TEXT SEGMENT
::::::::
In the world of contemporary art, few creators manage to blend the rich history of traditional practices with the daring spirit of modern experimentation quite like Norimichi Hirakawa. Known for his deeply intricate, thought-provoking works that explore the interplay between natural elements and human intervention, Hirakawa has captivated audiences worldwide. His unique approach merges a refined attention to detail with a broader meditation on the complexities of time, nature, and existence itself. In this interview, we delve into Hirakawa’s creative process, his artistic inspirations, and the profound themes that guide his innovative work. Read more about the headlining artist of anonymous art project for this year’s Art Düsseldorf.

Norimichi Hirakawa: datum [ moerenuma park ], installation view.

Your work exists at the intersection of art, technology, and scientific inquiry. What initially drew you to work with computation and data as artistic materials? Was there a defining moment in your career when you realized this was your medium?

No, I think it happened gradually.

The texture, or maybe touch, of things generated based on some algorithm always has the same feeling or sense.  Whether it comes from natural phenomena or not, there is something human beings cannot produce with their body and mind. I like that feeling.

 

How do you view calculation as an art form, and what role does it play in your creative process? What type of calculations do you use?

I recently worked with hexagonal-grid cellular automata. I have also explored gravitational systems, high-dimensional geometries, positive feedback in unreal physical systems, and number base conversions among the other things. In most cases, there isn’t a specific name for these calculations because they aren’t particularly useful for practical purposes. Nevertheless, they reveal something I can not predict unless I run the program. It’s a bit strange, I can code and explain what will be calculated but I can not foresee the final outcomes. Not always it works nicely though.

Norimichi Hirakawa: (non)semantic process

When working with technology, how do you see the relationship between the computer and the artist? Is the calculation simply a tool, or does it play a more active role in shaping your art?
::::::::
ROWS
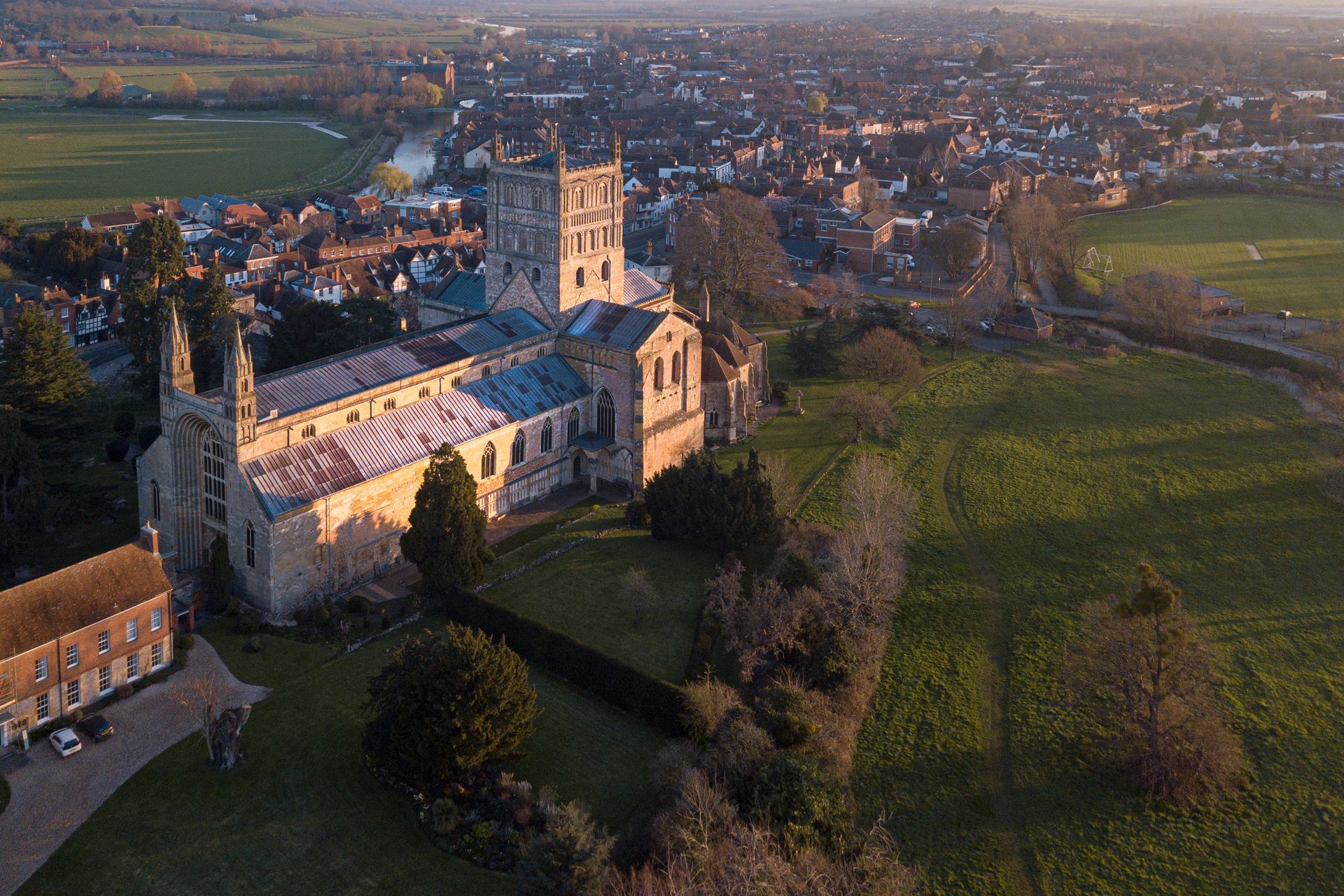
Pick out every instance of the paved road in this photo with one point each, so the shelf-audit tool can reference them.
(51, 797)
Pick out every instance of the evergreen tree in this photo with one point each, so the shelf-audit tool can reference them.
(39, 372)
(569, 859)
(447, 533)
(22, 495)
(219, 575)
(447, 704)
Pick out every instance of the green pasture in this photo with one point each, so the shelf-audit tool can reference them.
(69, 164)
(1301, 242)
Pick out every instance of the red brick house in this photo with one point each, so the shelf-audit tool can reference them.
(71, 637)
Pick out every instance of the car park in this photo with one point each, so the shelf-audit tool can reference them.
(96, 727)
(65, 742)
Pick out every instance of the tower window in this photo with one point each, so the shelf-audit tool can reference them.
(519, 451)
(488, 461)
(605, 415)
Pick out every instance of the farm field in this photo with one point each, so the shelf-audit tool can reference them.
(1300, 239)
(302, 814)
(580, 594)
(69, 164)
(33, 81)
(1043, 482)
(209, 77)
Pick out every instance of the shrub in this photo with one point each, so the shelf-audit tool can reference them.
(248, 621)
(148, 433)
(641, 695)
(784, 713)
(802, 805)
(118, 449)
(638, 514)
(448, 703)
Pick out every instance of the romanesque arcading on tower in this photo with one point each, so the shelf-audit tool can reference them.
(239, 388)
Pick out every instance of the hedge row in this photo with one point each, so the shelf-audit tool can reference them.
(641, 695)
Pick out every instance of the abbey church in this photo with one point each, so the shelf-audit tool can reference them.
(555, 365)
::::::::
JOBS
[a] In the Hirakawa interview, what kind of cellular automata did Hirakawa say he recently worked with?
[b] List every kind of calculation that Hirakawa says in the Hirakawa interview he has worked with or explored.

ANSWERS
[a] Hexagonal-grid cellular automata.

[b]
- Hexagonal-grid cellular automata
- Gravitational systems
- High-dimensional geometries
- Positive feedback in unreal physical systems
- Number base conversions